* PROBLEM TO SOLVE:
Render every line of the records below as a numbered list, omitting any blank lines.

* EXERCISE MATERIALS:
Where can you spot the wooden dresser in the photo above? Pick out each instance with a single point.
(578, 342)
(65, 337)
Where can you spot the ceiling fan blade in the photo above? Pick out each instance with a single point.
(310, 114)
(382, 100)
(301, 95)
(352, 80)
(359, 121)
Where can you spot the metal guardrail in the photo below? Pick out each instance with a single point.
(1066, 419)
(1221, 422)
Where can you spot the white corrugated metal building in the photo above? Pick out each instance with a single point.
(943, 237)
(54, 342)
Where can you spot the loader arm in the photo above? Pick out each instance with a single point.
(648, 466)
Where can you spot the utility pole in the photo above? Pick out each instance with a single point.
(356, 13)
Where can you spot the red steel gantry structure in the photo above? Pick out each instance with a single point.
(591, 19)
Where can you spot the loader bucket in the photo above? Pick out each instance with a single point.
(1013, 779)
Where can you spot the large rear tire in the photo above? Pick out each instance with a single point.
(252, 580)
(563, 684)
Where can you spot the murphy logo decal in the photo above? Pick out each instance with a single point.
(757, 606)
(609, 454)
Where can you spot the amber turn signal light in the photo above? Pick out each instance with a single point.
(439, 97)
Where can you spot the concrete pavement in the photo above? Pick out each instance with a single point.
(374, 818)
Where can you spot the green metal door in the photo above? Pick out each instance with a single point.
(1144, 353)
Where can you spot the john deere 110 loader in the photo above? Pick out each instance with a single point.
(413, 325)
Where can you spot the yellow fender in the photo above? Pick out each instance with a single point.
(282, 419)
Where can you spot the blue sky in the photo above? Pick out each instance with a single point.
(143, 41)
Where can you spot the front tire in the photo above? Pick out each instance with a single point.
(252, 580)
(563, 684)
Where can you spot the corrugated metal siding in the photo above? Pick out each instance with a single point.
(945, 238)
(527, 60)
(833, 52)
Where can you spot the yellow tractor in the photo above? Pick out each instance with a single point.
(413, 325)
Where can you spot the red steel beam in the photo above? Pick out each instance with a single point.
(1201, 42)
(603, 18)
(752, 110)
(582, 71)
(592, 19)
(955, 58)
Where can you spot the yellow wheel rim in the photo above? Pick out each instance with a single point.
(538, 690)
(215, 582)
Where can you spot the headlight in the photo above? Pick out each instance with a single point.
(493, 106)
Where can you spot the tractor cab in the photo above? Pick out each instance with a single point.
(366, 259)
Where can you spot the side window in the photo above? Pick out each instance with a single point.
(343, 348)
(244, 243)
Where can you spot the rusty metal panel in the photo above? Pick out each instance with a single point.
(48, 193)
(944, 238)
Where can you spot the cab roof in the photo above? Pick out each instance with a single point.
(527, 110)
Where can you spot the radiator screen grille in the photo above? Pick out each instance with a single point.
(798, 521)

* EXERCISE SOLUTION:
1. Where can you spot the wooden dresser in the photo above? Pick out each instance with a single point.
2. (578, 342)
3. (65, 337)
4. Where can you spot the ceiling fan blade in the photo above? Pick out each instance with a single point.
5. (310, 114)
6. (382, 100)
7. (301, 95)
8. (352, 80)
9. (359, 121)
10. Where can you spot the metal guardrail in the photo below? Pick out each instance with a single point.
11. (1066, 419)
12. (1221, 422)
13. Where can you spot the white corrugated metal building in the photo above? Pick out each instance with a single point.
14. (943, 237)
15. (54, 342)
16. Where can you spot the loader arm in the photo above? Pick out each instance with a single point.
17. (648, 466)
18. Where can you spot the utility pole in the photo above? Pick out each instance with a single point.
19. (356, 13)
20. Where can you spot the red steel gantry structure in the photo above? Pick out each instance with a single point.
21. (591, 19)
22. Where can you spot the loader bucket in the photo above? Pick out each instance with a single point.
23. (1013, 779)
24. Where can you spot the large rear tire in the photo above? Pick out each instance with a single point.
25. (252, 580)
26. (563, 684)
27. Where can you spot the murphy logo decal in the photo above? Pick out each instance with a single point.
28. (757, 606)
29. (609, 454)
30. Where can you spot the amber turn signal light in the photo above? Pick out each instance with a single point.
31. (439, 97)
32. Where can you spot the concrete pavement in the photo above? Pick out each instance with a single point.
33. (374, 818)
34. Where can you spot the green metal door in the photo above? Pick out each instance with a single point.
35. (1144, 353)
36. Where can you spot the john deere 110 loader in the photo above? Pick out each instance with a single point.
37. (413, 325)
38. Where can you spot the yellow fender in the photo above? Pick out each instance with a single point.
39. (282, 419)
40. Where can you spot the blue sky in the photo above? Pick out each instance with a single point.
41. (143, 41)
42. Where can you spot the front tire in the photo above? Pick out each instance with a single point.
43. (252, 580)
44. (563, 684)
45. Where can you spot the corrugated metal siding in the photo above? Pick out each instance with a single point.
46. (945, 238)
47. (527, 60)
48. (833, 52)
49. Where can you spot the yellow tractor in the photo above? Pick out each instance with a single point.
50. (413, 325)
51. Where can you spot the red steel beam in the photo above? Pick out each instance with a single point.
52. (1201, 42)
53. (603, 18)
54. (752, 110)
55. (582, 71)
56. (592, 19)
57. (955, 58)
58. Where can you spot the yellow wheel rim in the photo above? Pick out each instance with a single point.
59. (538, 690)
60. (215, 582)
61. Where can you spot the headlight in the photo above? Pick out each instance with a single point.
62. (493, 106)
63. Where can you spot the tractor cab in the photo above? Pick out each instance with a single point.
64. (366, 259)
65. Where can you spot the side window in the photo above? Pick out each instance with a single point.
66. (343, 348)
67. (244, 243)
68. Where can you spot the rusty metal panel in the photo above? Pick out each instance with a single point.
69. (48, 193)
70. (944, 238)
71. Where can you spot the cab roof in the photo above? Pick out each instance with a single point.
72. (527, 110)
73. Where can you spot the radiator screen grille in the photo above? Pick out each instance with a single point.
74. (798, 521)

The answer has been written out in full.